• Data for analysis:
= = = =

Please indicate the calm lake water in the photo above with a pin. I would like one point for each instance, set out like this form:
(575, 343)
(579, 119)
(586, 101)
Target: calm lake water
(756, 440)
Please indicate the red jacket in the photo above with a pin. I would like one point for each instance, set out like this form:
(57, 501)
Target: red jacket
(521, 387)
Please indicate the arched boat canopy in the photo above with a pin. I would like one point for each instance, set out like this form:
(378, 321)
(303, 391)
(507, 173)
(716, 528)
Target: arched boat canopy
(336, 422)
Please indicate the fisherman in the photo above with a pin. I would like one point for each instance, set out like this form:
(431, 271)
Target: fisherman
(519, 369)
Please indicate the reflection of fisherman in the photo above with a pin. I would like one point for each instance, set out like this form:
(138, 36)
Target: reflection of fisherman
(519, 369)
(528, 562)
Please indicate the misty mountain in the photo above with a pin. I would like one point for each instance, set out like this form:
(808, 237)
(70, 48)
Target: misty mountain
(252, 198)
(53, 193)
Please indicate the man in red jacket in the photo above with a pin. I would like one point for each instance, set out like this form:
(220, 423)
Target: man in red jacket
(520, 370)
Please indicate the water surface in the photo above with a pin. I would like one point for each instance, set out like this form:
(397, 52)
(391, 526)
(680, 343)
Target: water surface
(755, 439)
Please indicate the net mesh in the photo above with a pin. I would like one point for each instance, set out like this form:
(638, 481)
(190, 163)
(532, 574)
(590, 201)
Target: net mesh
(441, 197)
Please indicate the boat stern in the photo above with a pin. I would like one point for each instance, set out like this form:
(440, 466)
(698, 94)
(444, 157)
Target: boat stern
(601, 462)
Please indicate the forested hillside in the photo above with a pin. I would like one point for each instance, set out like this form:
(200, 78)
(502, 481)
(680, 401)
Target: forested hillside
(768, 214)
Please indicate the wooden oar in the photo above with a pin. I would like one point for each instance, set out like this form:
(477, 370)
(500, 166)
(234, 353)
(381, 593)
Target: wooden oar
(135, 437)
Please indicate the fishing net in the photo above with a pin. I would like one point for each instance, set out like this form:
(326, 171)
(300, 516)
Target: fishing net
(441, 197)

= = = =

• How to complete this task:
An exact copy of the entire material is required.

• Task result:
Please indicate the calm lake water in the photo above with a pin. I would like one point for each instance, set out like this form:
(575, 343)
(579, 119)
(586, 101)
Target: calm lake water
(756, 440)
Please indicate the red jacket in the photo above with a pin. I would like one point for each instance, set out like this form:
(57, 501)
Target: red jacket
(521, 387)
Please indicate the arched boat canopy in the photo above with a pin. I would like one point for each instance, set out like this form:
(378, 321)
(303, 391)
(507, 173)
(716, 528)
Target: arched boat canopy
(336, 422)
Please indicate the fisherman in the photo above with a pin. I would like one point for each instance, set out like this form:
(431, 271)
Target: fisherman
(519, 369)
Please indicate the reflection of fisherman in the photo above with a pin. I would like one point for each instance, set out like this form:
(138, 36)
Target: reflection of fisherman
(519, 369)
(528, 562)
Please indicate the misty mountain in the photo above with a pin. I would like one point for each instance, set out like this form:
(808, 237)
(70, 48)
Target: misty mountain
(252, 198)
(53, 193)
Please indicate the man in red jacket in the photo above with a pin. I would like one point for each instance, set out like this form:
(220, 423)
Target: man in red jacket
(520, 370)
Please indicate the water surface in the photo above with a pin. I would like one point for each instance, set out like this form:
(397, 52)
(391, 526)
(680, 343)
Target: water surface
(755, 439)
Please indicate the net mesh in the photo above with a pin. I would like one point for each instance, set out like this form:
(638, 481)
(190, 163)
(532, 574)
(590, 201)
Target: net mesh
(441, 197)
Please indicate the boat stern in the photo above with a pin. I would like one point for each instance, set out like this form:
(440, 466)
(698, 94)
(444, 157)
Target: boat stern
(601, 462)
Please indicate the forested hillside in the photo above with a pin. I would like one point for each instance, set out like this form:
(200, 78)
(502, 481)
(680, 401)
Target: forested hillside
(768, 214)
Please indicate the wooden oar in the photo above with a pin. I would like one point for each instance, set out like this form:
(477, 370)
(500, 166)
(234, 353)
(381, 593)
Target: wooden oar
(135, 437)
Please indicate the fishing net in the photo above with a pin. I would like one point for each instance, set out like this form:
(326, 171)
(300, 516)
Target: fishing net
(441, 197)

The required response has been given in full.